◆ Required work ◆
The task calls for the line containing "Your task is to find every green bush" and all later lines, through the end of the entries below, to be set down exactly and without pictures.

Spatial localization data
◆ ◆ ◆ ◆ ◆ ◆ ◆

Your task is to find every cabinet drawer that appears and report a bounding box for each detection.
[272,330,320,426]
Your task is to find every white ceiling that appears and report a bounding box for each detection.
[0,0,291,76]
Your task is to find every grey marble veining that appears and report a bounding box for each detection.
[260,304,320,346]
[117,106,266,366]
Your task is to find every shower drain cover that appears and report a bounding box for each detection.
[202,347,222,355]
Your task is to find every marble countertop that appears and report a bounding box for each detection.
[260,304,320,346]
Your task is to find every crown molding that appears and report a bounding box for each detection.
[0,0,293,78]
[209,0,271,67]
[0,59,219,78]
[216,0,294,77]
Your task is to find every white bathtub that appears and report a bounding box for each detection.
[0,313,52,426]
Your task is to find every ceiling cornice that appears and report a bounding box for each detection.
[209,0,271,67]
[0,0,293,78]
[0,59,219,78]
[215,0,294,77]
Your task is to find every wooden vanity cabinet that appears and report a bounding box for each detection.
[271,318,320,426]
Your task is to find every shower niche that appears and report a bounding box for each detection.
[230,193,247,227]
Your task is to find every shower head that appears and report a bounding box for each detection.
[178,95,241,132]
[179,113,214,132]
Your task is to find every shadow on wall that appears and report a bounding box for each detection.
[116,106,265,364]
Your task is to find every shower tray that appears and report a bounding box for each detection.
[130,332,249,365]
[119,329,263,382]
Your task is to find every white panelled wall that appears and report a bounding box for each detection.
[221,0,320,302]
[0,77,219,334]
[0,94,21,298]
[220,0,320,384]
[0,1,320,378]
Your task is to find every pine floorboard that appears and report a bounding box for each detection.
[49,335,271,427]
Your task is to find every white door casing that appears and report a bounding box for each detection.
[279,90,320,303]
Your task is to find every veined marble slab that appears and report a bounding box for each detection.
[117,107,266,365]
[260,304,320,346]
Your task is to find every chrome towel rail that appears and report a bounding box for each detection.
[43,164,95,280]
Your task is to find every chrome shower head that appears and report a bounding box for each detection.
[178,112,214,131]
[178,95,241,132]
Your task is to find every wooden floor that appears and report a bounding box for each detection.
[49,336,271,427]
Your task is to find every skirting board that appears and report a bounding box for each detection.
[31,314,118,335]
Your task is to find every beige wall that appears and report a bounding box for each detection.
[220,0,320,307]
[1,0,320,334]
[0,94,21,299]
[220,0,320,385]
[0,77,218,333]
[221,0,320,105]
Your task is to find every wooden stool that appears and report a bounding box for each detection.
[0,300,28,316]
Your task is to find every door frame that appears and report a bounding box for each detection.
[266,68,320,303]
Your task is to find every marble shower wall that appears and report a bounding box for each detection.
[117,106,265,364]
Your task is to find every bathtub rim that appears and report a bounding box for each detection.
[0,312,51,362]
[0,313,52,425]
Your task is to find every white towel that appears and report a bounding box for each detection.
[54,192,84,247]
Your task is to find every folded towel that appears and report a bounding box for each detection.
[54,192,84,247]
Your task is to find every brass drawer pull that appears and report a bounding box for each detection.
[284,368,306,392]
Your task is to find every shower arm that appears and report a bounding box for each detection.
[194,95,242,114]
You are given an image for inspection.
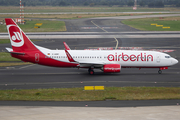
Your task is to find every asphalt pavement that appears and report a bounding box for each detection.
[0,14,180,117]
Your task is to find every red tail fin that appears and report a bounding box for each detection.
[5,18,38,52]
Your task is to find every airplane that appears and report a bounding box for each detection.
[5,18,178,75]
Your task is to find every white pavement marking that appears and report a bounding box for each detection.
[18,64,35,69]
[91,21,108,32]
[91,21,119,49]
[114,37,119,50]
[0,106,180,120]
[2,34,180,39]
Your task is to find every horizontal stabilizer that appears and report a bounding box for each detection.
[6,47,25,55]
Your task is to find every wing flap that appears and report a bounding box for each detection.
[78,61,104,68]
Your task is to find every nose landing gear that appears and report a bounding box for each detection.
[158,67,168,74]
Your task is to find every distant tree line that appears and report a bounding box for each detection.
[0,0,180,7]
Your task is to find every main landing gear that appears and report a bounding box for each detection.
[88,68,94,75]
[158,70,162,74]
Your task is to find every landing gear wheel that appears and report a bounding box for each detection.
[89,70,94,75]
[88,67,94,75]
[88,68,91,73]
[158,70,162,74]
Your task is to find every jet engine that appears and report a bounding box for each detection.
[103,64,121,73]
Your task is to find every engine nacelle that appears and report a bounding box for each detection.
[103,64,121,73]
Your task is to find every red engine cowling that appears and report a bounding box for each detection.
[103,64,121,73]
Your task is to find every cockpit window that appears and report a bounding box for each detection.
[165,56,171,58]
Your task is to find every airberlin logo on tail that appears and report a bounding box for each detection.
[8,25,24,47]
[12,32,22,42]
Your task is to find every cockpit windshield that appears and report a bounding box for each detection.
[165,56,171,58]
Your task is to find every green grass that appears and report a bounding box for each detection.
[122,17,180,31]
[0,39,10,44]
[0,87,180,101]
[0,62,31,67]
[20,20,66,32]
[0,39,42,44]
[0,6,174,13]
[0,20,66,32]
[0,51,32,66]
[0,52,20,62]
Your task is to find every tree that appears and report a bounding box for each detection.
[148,2,155,7]
[59,1,70,6]
[177,2,180,7]
[83,2,89,6]
[89,3,95,7]
[127,0,134,6]
[155,1,164,7]
[139,1,145,7]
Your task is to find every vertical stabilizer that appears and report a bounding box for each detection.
[5,18,38,52]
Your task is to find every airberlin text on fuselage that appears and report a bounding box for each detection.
[108,53,153,62]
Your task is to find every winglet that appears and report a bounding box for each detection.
[65,50,76,62]
[63,42,71,50]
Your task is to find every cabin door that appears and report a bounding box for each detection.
[156,54,161,63]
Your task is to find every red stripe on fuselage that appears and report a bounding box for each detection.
[11,51,79,67]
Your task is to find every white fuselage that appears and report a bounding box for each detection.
[38,45,178,68]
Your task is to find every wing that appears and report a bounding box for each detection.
[78,61,104,68]
[65,50,106,68]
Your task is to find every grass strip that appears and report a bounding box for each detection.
[0,52,20,62]
[0,39,10,44]
[0,87,180,101]
[122,16,180,31]
[0,39,41,44]
[0,20,66,32]
[0,62,31,67]
[0,6,179,13]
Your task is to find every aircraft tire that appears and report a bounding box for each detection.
[158,70,162,74]
[89,70,94,75]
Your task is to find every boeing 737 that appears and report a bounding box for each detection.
[5,18,178,75]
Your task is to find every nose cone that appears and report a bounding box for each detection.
[171,58,178,65]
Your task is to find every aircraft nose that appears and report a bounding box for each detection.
[171,58,178,65]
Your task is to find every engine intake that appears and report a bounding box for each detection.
[103,64,121,73]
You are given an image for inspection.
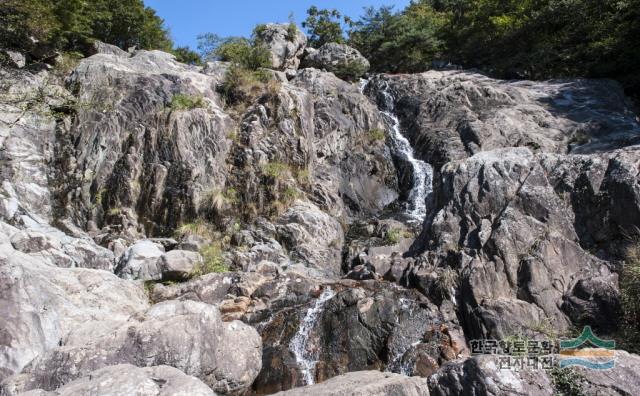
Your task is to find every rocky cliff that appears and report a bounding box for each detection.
[1,25,640,395]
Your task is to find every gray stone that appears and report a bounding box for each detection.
[30,364,216,396]
[367,70,640,171]
[159,249,203,281]
[88,41,130,57]
[254,23,307,74]
[0,230,149,380]
[301,43,370,80]
[0,50,26,68]
[273,371,429,396]
[115,240,164,280]
[276,200,344,275]
[1,300,262,395]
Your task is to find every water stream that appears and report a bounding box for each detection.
[289,287,336,386]
[363,79,433,223]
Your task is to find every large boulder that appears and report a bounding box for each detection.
[1,300,262,395]
[254,23,307,75]
[0,50,26,68]
[115,240,165,280]
[0,224,149,380]
[301,43,370,81]
[274,371,430,396]
[20,364,216,396]
[159,249,203,281]
[276,200,344,275]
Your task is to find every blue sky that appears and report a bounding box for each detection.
[144,0,411,49]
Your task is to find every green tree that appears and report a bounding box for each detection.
[349,4,445,73]
[1,0,173,57]
[0,0,59,51]
[172,46,202,65]
[302,6,351,47]
[197,27,271,70]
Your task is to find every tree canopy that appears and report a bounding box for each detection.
[1,0,175,57]
[303,1,640,98]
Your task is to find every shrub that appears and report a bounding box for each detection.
[169,93,205,111]
[619,241,640,352]
[198,33,272,70]
[262,162,290,180]
[549,367,586,396]
[385,228,401,245]
[433,267,459,303]
[369,128,386,142]
[197,187,237,218]
[218,64,276,105]
[282,186,299,202]
[287,22,298,42]
[54,51,83,76]
[175,220,212,239]
[334,60,369,81]
[195,243,229,275]
[172,46,202,65]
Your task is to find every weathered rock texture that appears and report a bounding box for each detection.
[302,43,370,80]
[2,37,640,396]
[255,23,307,75]
[368,70,640,171]
[1,300,261,395]
[20,364,216,396]
[274,371,429,396]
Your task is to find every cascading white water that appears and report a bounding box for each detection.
[364,79,433,222]
[289,287,335,386]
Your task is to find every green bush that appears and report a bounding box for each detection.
[195,243,230,275]
[549,367,586,396]
[197,33,272,70]
[262,162,290,180]
[369,128,386,142]
[618,241,640,352]
[385,228,401,245]
[172,46,202,65]
[346,0,640,98]
[175,220,213,239]
[169,93,205,111]
[218,64,276,105]
[302,6,351,47]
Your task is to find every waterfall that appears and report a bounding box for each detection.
[362,79,433,223]
[289,287,335,386]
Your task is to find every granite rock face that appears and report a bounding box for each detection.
[2,37,640,396]
[302,43,370,80]
[367,70,640,171]
[255,23,307,75]
[274,371,430,396]
[1,300,261,395]
[20,364,216,396]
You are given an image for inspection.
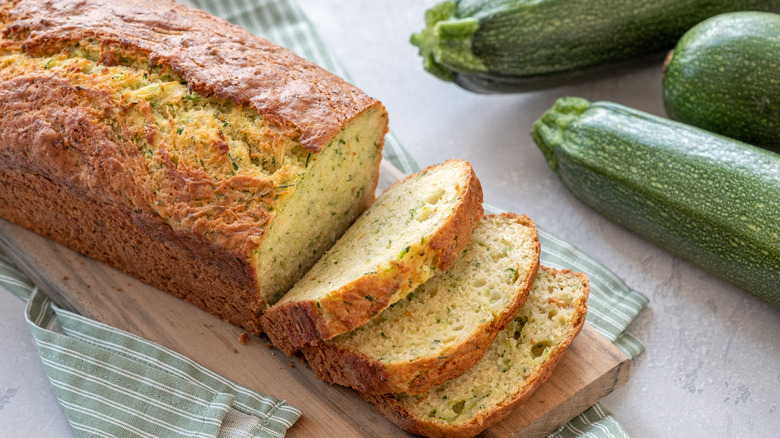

◆ ◆ ◆ ◆ ◆ ◆ ◆

◆ Reply to the exercise ◆
Your task is to find every green bush that appears and report a bounding box for each detection.
[195,243,230,275]
[549,367,586,396]
[197,33,272,70]
[262,162,290,180]
[369,128,386,142]
[618,241,640,352]
[385,228,401,245]
[172,46,202,65]
[346,0,640,98]
[175,220,213,239]
[169,93,205,111]
[218,64,276,105]
[302,6,351,47]
Your task is to find every waterfall that appears and report a bounding box for each detection.
[362,79,433,223]
[289,287,335,386]
Your task is to find every granite rock face that appears and report a bounding box for each detection.
[2,37,640,396]
[302,43,370,80]
[367,70,640,171]
[255,23,307,75]
[274,371,430,396]
[1,300,261,395]
[20,364,216,396]
You are given an image for inspection.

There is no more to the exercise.